**Document extract**
>>>>

‘Gold Diggers’ 2005/1933

by Diana Clarke

In the summer of 2005 Hurricane Katrina hit New Orleans and Kanye West’s “Gold Digger” hit the radio waves. I was 14 and didn’t know how to help, but I had some money saved so I sent it along. There was a collection box in the school cafeteria the week I started ninth grade, and a big poster board chart on the wall tracked how much the school had raised using columns made of crepe paper. Soon I learned on the national news that the Red Cross wasn’t doing much with the money. Nobody had planned for that kind of disaster.

“Gold Digger” was a chart-topper, spending 10 weeks on the Billboard Hot 100. I heard it on the radio, in the hallways, and it was still playing at prom four years later, by which time Katrina and the City of New Orleans had disappeared from the conversation in Worcester, Mass., the city where I grew up. Worcester still believes itself to be very far from the Deep South. Summer is not so hard on us.

Winters are worse, or were then. At school, the classroom windows never seemed to close, and every now and then a ceiling tile would come crashing down in the middle of a lesson. All the girls wore tights under their jeans on the days the temperature dropped below 10 degrees, and I once got frostbite on the mile-long walk to school.

On December 9, 2008, the sky spit rain. I remember because it got dark so early, and I went for a walk anyway. I came home with my collar wet, my neck freezing. The next morning the trees were glazed with ice, and school closed for three weeks. A million people were without power in the Northeast, hundreds were sleeping in temporary Red Cross shelters, and Massachusetts Governor Deval Patrick declared a state of emergency, as if it weren’t already evident.

<<<<

**Supplied records**
>>>>

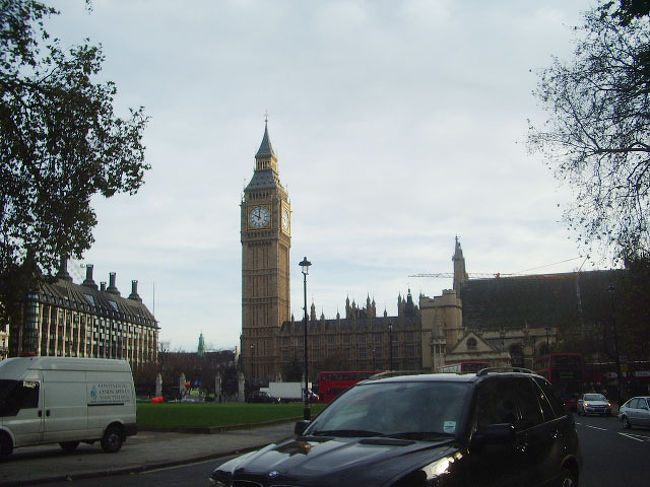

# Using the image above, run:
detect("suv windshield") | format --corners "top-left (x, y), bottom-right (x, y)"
top-left (305, 381), bottom-right (469, 440)
top-left (585, 394), bottom-right (607, 401)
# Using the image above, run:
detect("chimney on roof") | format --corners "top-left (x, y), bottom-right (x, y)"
top-left (106, 272), bottom-right (120, 296)
top-left (82, 264), bottom-right (97, 289)
top-left (56, 255), bottom-right (72, 281)
top-left (129, 280), bottom-right (142, 303)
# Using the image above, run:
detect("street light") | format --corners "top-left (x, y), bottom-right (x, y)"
top-left (299, 257), bottom-right (311, 421)
top-left (251, 343), bottom-right (255, 383)
top-left (388, 323), bottom-right (393, 370)
top-left (607, 284), bottom-right (623, 405)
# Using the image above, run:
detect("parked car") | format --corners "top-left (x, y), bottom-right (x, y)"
top-left (0, 357), bottom-right (138, 459)
top-left (210, 368), bottom-right (582, 487)
top-left (576, 392), bottom-right (612, 416)
top-left (248, 391), bottom-right (280, 403)
top-left (618, 396), bottom-right (650, 428)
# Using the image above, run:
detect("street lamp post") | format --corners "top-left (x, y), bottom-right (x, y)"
top-left (251, 343), bottom-right (255, 384)
top-left (388, 323), bottom-right (393, 370)
top-left (299, 257), bottom-right (311, 421)
top-left (607, 284), bottom-right (623, 406)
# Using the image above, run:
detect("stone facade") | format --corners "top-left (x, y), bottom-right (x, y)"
top-left (241, 123), bottom-right (609, 383)
top-left (9, 260), bottom-right (158, 368)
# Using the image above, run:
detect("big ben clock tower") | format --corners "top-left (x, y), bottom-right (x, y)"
top-left (241, 121), bottom-right (291, 381)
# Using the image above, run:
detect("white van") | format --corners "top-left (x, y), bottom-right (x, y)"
top-left (0, 357), bottom-right (137, 458)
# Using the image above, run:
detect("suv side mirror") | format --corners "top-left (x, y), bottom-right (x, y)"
top-left (472, 423), bottom-right (515, 446)
top-left (293, 419), bottom-right (311, 436)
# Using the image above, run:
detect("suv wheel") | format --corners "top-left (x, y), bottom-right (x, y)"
top-left (0, 432), bottom-right (14, 460)
top-left (558, 467), bottom-right (578, 487)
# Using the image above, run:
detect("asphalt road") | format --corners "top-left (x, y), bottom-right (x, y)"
top-left (33, 416), bottom-right (650, 487)
top-left (575, 416), bottom-right (650, 487)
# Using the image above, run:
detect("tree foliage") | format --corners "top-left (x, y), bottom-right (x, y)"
top-left (529, 1), bottom-right (650, 255)
top-left (0, 0), bottom-right (149, 319)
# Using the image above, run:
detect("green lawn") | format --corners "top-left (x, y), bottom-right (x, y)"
top-left (137, 402), bottom-right (325, 428)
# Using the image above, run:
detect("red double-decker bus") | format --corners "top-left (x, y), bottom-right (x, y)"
top-left (436, 360), bottom-right (490, 374)
top-left (318, 370), bottom-right (381, 403)
top-left (534, 353), bottom-right (585, 410)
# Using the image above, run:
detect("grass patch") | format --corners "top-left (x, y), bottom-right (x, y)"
top-left (137, 402), bottom-right (325, 428)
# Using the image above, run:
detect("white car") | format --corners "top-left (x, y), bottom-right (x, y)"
top-left (618, 396), bottom-right (650, 428)
top-left (576, 392), bottom-right (612, 416)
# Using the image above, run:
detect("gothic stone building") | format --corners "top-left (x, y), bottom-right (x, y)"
top-left (241, 122), bottom-right (624, 383)
top-left (9, 259), bottom-right (159, 369)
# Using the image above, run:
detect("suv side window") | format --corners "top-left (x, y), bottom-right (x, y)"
top-left (533, 377), bottom-right (566, 421)
top-left (513, 377), bottom-right (544, 430)
top-left (477, 378), bottom-right (519, 430)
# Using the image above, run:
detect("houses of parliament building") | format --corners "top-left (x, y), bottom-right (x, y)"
top-left (241, 123), bottom-right (610, 383)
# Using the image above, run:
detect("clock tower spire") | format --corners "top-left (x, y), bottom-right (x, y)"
top-left (241, 119), bottom-right (291, 383)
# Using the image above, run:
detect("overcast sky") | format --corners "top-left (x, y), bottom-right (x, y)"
top-left (48, 0), bottom-right (604, 351)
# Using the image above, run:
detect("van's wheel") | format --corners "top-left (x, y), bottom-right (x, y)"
top-left (102, 426), bottom-right (124, 453)
top-left (0, 433), bottom-right (14, 460)
top-left (59, 441), bottom-right (79, 453)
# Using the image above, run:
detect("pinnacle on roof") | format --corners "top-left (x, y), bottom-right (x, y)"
top-left (255, 119), bottom-right (277, 159)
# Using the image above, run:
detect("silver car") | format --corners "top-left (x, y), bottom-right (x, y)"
top-left (576, 392), bottom-right (612, 416)
top-left (618, 396), bottom-right (650, 428)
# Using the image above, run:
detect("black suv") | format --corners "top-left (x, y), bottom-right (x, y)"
top-left (210, 368), bottom-right (581, 487)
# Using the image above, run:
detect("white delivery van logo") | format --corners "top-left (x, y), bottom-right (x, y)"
top-left (88, 382), bottom-right (131, 405)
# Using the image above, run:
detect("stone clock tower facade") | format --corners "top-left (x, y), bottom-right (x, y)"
top-left (241, 123), bottom-right (291, 382)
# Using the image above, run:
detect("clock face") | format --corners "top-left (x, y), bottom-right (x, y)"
top-left (282, 208), bottom-right (289, 230)
top-left (248, 206), bottom-right (271, 228)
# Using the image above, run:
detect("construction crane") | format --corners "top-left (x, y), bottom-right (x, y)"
top-left (409, 257), bottom-right (587, 279)
top-left (409, 272), bottom-right (517, 279)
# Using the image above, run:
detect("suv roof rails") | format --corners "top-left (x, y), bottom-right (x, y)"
top-left (476, 366), bottom-right (535, 377)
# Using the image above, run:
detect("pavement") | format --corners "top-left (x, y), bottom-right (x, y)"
top-left (0, 421), bottom-right (295, 486)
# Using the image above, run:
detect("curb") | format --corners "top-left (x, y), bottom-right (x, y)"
top-left (6, 442), bottom-right (269, 487)
top-left (138, 417), bottom-right (302, 435)
top-left (0, 418), bottom-right (301, 487)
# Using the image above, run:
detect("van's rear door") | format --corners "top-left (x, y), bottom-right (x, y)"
top-left (43, 370), bottom-right (87, 442)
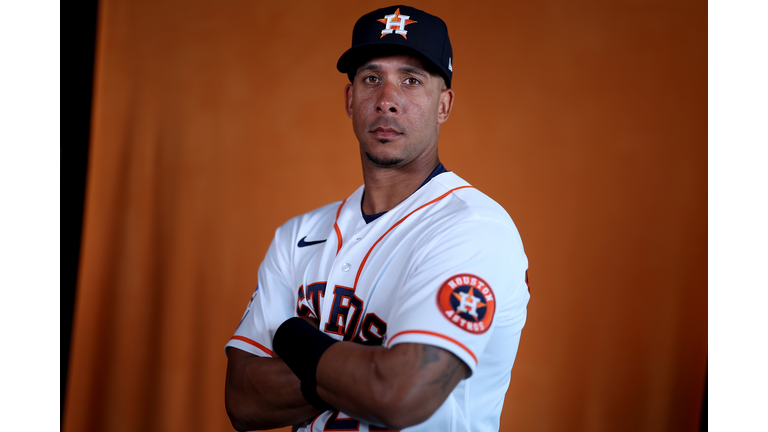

<<<<

**Exercise tasks**
a. Update the essay "Gold Diggers" between "In the summer" and "kind of disaster.", inclusive, replacing "cafeteria" with "gymnasium", and give that passage in full.
b. Extend the essay "Gold Diggers" beyond its final sentence.
The rows are separate from the essay "Gold Diggers."

**Outputs for the tasks**
a.
In the summer of 2005 Hurricane Katrina hit New Orleans and Kanye West’s “Gold Digger” hit the radio waves. I was 14 and didn’t know how to help, but I had some money saved so I sent it along. There was a collection box in the school gymnasium the week I started ninth grade, and a big poster board chart on the wall tracked how much the school had raised using columns made of crepe paper. Soon I learned on the national news that the Red Cross wasn’t doing much with the money. Nobody had planned for that kind of disaster.

b.
I didn’t donate anything. The power at my house still worked, and I didn’t even have the mundane, low-grade worry of my friends with heated homes who were trying to apply to colleges before the Jan. 1 deadline. They couldn’t get ahold of guidance counselors, didn’t have copies of their transcripts, hadn’t received grades for projects they hadn’t been able to turn in. Here’s why I remember December 9, 2008: I got into college. The notification came in an email sent to lovable_liberal14@yahoo.com, and it was from the only school I had applied to — the only one I really wanted. I was bracing for a rejection, followed by frazzled weeks spinning bullshit for the Common App, that never came.

Of course I was lucky. The stock market had collapsed that September. The banks went under. Teachers encouraged us to apply to community colleges. For years I had gone running to the refrain in my head: I am waiting for my life to start. Because I believed it, and because I wanted, needed it to be so. Like a lot of people who grow up to be writers, I was good at school, but not so good at being a high schooler, and it was much to my advantage to accept what I was told, that college was the key to getting out, and to what came after, which was real life, unlike this.

Of course I hated the banks, in part because my parents were ex-hippies who had been been active in Students for a Democratic Society, but that was actually a pretty popular opinion at my high school. Worcester is a blue-collar city that’s been in economic decline since the late 1970s, and it has a strong, diverse immigrant and religious heritage. It’s not a place where most kids imagine opening IRAs when they grow up. It’s a place with a lot of local pride, a lot of people willing to share what they have, and lunch car diners where breakfast with tip doesn’t even cost five bucks. It’s also a place with a lot of poverty, a lot of drugs, and a lot of college students. Last spring David O. Russell filmed American Hustle there because Worcester’s downtown still looks like New Jersey did at the height of the polyester decade.[1]

My dad who quit SDS always blasted NPR in the afternoons when he made dinner. Marketplace, the news show about money, came on at 6:30 and he never missed it. It either makes a great deal of sense or none at all. Money was important, but not for us. My parents were finally stable after scraping by for a lot of years when I was little and before then, so I imagined I could do the same. My future didn’t need to be about stability, which would come in its own time.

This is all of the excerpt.